*** Opening of INPUT ***
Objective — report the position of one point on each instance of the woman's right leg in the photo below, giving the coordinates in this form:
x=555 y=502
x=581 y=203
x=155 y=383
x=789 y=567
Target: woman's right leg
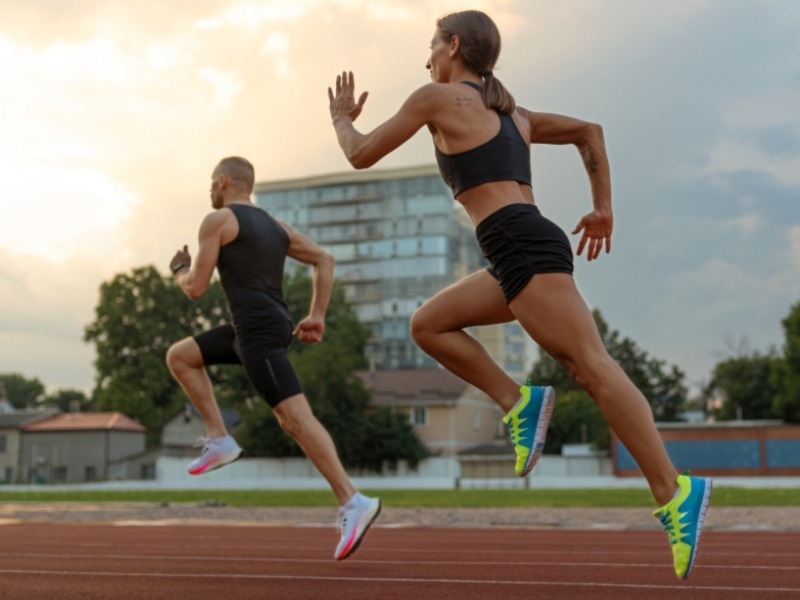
x=438 y=328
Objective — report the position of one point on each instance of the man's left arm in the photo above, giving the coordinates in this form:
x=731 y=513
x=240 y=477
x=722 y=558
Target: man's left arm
x=307 y=251
x=194 y=277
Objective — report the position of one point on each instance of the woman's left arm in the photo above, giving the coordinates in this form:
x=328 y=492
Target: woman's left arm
x=363 y=150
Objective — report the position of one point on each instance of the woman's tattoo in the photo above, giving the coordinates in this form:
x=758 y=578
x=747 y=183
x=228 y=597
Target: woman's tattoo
x=589 y=160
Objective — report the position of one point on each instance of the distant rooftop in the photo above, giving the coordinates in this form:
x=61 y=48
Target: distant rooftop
x=86 y=422
x=413 y=386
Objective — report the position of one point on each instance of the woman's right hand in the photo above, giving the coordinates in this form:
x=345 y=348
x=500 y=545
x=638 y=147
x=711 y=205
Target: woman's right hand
x=596 y=228
x=342 y=103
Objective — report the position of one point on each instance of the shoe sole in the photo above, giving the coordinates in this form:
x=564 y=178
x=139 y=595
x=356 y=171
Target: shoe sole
x=221 y=462
x=700 y=518
x=360 y=537
x=548 y=403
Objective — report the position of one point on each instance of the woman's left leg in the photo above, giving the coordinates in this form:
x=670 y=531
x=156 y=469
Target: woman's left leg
x=438 y=328
x=552 y=311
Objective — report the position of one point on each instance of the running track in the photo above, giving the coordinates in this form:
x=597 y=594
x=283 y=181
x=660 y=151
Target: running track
x=110 y=562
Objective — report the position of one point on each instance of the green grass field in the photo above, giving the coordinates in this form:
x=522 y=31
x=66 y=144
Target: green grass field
x=584 y=498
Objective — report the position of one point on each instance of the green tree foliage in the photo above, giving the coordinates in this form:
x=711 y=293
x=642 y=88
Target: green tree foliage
x=743 y=383
x=138 y=316
x=337 y=395
x=663 y=386
x=20 y=391
x=389 y=436
x=786 y=372
x=576 y=420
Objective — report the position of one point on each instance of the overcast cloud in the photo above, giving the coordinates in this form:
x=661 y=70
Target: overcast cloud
x=114 y=113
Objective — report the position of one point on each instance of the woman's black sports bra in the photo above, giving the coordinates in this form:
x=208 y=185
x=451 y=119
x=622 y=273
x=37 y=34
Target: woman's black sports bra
x=506 y=157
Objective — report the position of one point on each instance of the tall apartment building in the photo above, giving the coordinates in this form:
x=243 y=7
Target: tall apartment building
x=398 y=237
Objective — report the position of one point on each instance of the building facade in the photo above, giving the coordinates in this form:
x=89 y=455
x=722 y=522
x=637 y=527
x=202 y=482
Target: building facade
x=398 y=237
x=77 y=447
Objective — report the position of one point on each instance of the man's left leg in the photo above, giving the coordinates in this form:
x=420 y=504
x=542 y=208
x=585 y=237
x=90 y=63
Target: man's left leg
x=185 y=361
x=356 y=511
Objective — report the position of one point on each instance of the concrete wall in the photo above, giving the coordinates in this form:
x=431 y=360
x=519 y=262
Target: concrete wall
x=433 y=473
x=736 y=448
x=44 y=455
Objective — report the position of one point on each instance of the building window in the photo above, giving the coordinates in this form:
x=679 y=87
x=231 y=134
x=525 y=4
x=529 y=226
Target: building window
x=149 y=471
x=419 y=416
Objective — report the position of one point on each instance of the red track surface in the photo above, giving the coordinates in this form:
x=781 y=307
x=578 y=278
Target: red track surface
x=86 y=562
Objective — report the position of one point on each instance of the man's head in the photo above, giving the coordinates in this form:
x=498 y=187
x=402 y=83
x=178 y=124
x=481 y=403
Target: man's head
x=233 y=178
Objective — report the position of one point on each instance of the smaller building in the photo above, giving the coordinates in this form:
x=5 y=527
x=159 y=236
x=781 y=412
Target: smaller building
x=447 y=413
x=11 y=423
x=77 y=447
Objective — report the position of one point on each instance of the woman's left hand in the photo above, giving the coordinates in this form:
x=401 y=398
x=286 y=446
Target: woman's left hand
x=596 y=228
x=343 y=103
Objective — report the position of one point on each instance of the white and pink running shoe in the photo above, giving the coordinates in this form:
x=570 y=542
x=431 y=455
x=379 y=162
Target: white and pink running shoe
x=355 y=517
x=216 y=453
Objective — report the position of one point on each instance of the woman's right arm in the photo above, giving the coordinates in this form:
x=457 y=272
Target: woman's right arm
x=363 y=150
x=596 y=226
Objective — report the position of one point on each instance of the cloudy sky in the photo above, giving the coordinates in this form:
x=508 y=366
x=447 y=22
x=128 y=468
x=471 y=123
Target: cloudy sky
x=113 y=113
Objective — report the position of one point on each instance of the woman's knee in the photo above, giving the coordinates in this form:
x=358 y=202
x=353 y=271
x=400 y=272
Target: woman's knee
x=420 y=325
x=182 y=355
x=293 y=415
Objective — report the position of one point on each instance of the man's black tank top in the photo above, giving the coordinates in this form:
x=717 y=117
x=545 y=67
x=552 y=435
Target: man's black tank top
x=506 y=157
x=251 y=269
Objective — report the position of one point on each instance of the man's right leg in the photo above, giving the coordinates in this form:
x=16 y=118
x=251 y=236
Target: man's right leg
x=185 y=361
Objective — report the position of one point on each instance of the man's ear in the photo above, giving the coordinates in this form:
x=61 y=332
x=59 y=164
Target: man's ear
x=455 y=44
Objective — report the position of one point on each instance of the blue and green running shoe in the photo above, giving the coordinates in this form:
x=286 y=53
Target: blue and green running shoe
x=527 y=424
x=682 y=518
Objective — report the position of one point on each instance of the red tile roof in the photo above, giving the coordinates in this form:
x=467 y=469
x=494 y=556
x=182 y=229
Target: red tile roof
x=86 y=421
x=413 y=386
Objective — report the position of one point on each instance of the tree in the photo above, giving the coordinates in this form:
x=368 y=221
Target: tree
x=389 y=436
x=786 y=372
x=20 y=391
x=337 y=395
x=138 y=316
x=577 y=420
x=664 y=387
x=743 y=383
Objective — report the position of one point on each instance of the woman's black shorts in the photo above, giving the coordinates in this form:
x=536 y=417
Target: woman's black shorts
x=519 y=243
x=267 y=365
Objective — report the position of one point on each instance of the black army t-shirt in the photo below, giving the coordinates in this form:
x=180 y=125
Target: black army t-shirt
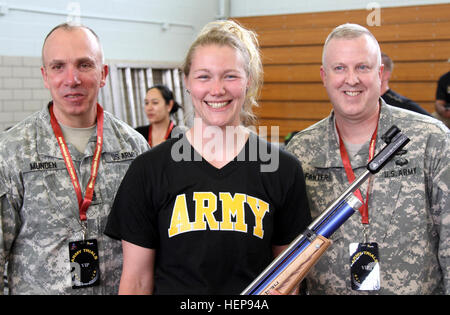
x=212 y=229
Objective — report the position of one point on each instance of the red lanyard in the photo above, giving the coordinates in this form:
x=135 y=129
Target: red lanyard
x=364 y=209
x=83 y=203
x=169 y=130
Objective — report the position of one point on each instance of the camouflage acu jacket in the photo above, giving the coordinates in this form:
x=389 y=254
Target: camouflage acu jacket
x=39 y=212
x=409 y=210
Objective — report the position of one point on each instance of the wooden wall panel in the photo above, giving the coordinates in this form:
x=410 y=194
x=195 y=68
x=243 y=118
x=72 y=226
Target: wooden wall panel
x=417 y=38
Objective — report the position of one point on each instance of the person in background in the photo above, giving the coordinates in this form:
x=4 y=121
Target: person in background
x=391 y=97
x=159 y=105
x=59 y=172
x=399 y=242
x=202 y=214
x=442 y=104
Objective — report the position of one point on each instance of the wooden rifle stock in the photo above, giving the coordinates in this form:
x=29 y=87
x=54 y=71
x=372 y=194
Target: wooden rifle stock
x=294 y=263
x=296 y=271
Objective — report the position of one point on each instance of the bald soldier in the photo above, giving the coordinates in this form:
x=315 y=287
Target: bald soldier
x=59 y=172
x=399 y=243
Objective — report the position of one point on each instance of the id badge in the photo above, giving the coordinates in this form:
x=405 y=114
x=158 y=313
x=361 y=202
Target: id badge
x=364 y=266
x=84 y=266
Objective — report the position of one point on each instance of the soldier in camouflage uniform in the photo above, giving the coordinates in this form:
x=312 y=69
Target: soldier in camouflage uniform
x=39 y=211
x=408 y=207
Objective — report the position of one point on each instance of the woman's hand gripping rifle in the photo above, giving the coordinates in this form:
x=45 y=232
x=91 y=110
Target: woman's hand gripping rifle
x=293 y=264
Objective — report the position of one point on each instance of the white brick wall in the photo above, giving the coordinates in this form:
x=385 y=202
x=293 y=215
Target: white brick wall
x=22 y=90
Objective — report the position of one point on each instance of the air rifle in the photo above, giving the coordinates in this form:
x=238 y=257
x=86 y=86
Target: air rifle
x=294 y=263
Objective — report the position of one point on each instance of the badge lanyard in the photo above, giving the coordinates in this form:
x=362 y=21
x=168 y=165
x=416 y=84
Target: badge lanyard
*** Close of INPUT ***
> [WORK TASK]: Extract, word for word, each line from the top of the data down to and including the line with "x=240 y=477"; skip the pictures.

> [ANSWER]:
Objective — report the position of one point on each instance of the woman's right leg in the photo below, giving the coordinates in this form:
x=555 y=502
x=581 y=203
x=155 y=383
x=789 y=567
Target: woman's right leg
x=438 y=328
Objective — report the position of one point on each instance of the man's left arm in the photo above, giving the coordinates in this form:
x=731 y=513
x=240 y=477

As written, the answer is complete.